§ DATA LISTING:
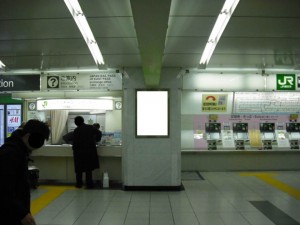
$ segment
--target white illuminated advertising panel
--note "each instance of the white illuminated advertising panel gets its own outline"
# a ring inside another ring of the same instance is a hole
[[[137,90],[136,108],[137,137],[168,137],[168,91]]]

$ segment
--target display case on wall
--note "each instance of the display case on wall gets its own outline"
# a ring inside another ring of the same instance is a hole
[[[183,91],[181,149],[297,150],[297,99],[299,93]]]

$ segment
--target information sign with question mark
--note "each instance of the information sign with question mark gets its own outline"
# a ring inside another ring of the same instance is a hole
[[[47,76],[47,88],[59,88],[59,76]]]

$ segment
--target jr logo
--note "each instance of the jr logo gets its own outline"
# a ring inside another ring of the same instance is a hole
[[[295,90],[295,74],[277,74],[277,90]]]

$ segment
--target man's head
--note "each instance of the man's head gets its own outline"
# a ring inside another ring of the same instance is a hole
[[[100,129],[100,124],[99,123],[94,123],[93,126],[96,127],[98,130]]]
[[[25,145],[34,150],[40,148],[49,139],[50,130],[47,124],[39,120],[28,120],[22,129]]]
[[[84,124],[84,119],[82,116],[76,116],[74,119],[74,123],[76,124],[76,126],[81,126],[82,124]]]

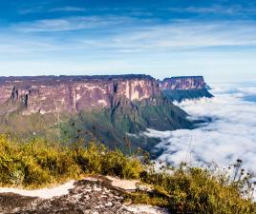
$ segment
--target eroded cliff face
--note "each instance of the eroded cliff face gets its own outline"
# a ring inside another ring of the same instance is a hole
[[[133,134],[132,147],[150,150],[157,141],[141,131],[190,128],[186,117],[147,75],[0,78],[0,133],[15,137],[75,142],[91,133],[125,150]]]
[[[211,98],[208,87],[203,76],[181,76],[165,78],[160,83],[160,90],[171,101],[181,102],[185,99]]]
[[[191,90],[205,88],[206,84],[203,76],[181,76],[165,78],[161,82],[162,90]]]
[[[160,94],[157,81],[146,75],[1,78],[0,113],[115,108],[129,102],[154,103],[154,97]]]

§ WHAT THE TASK REQUIRES:
Print each of the records above exactly as written, leaving no picture in the copy.

§ RESPONSE TO THE EXERCISE:
$ segment
--target white illuminated advertising panel
--note "each instance of the white illuminated advertising panel gets its own outline"
# a ring inside another ring of the same instance is a hole
[[[137,90],[136,108],[137,137],[168,137],[168,91]]]

$ segment
--target display case on wall
--note "each instance of the display case on wall gets its own outline"
# a ring inside another ring of the same instance is a hole
[[[183,91],[181,149],[297,150],[297,99],[299,93]]]

$ segment
--target information sign with question mark
--note "each instance of the information sign with question mark gets its own outline"
# a ring inside another ring of the same instance is a hole
[[[47,76],[47,88],[59,88],[59,76]]]

$ segment
--target jr logo
--note "each instance of the jr logo gets its own outline"
# a ring inside another ring of the same instance is a hole
[[[295,90],[295,74],[277,74],[277,90]]]

$ segment
--target man's head
--note "each instance of the man's head gets its own outline"
# a ring inside another ring of the same instance is a hole
[[[100,129],[100,124],[99,123],[94,123],[93,126],[96,127],[98,130]]]
[[[25,145],[34,150],[40,148],[49,139],[50,130],[47,124],[39,120],[28,120],[22,129]]]
[[[84,124],[84,119],[82,116],[76,116],[74,119],[74,123],[76,124],[76,126],[81,126],[82,124]]]

$ segment
--target eroded cliff face
--note "each instance of the eroded cliff face gets its own outline"
# a ring inside another ring of the same instance is a hole
[[[133,134],[132,147],[150,150],[157,141],[141,131],[190,128],[186,117],[147,75],[0,78],[0,133],[15,137],[75,142],[91,133],[125,150]]]
[[[211,98],[208,87],[203,76],[181,76],[165,78],[160,83],[160,90],[171,101],[181,102],[185,99]]]
[[[191,90],[205,88],[206,84],[203,76],[181,76],[165,78],[161,82],[162,90]]]
[[[160,94],[157,81],[146,75],[1,78],[0,113],[115,108],[129,102],[154,103],[154,97]]]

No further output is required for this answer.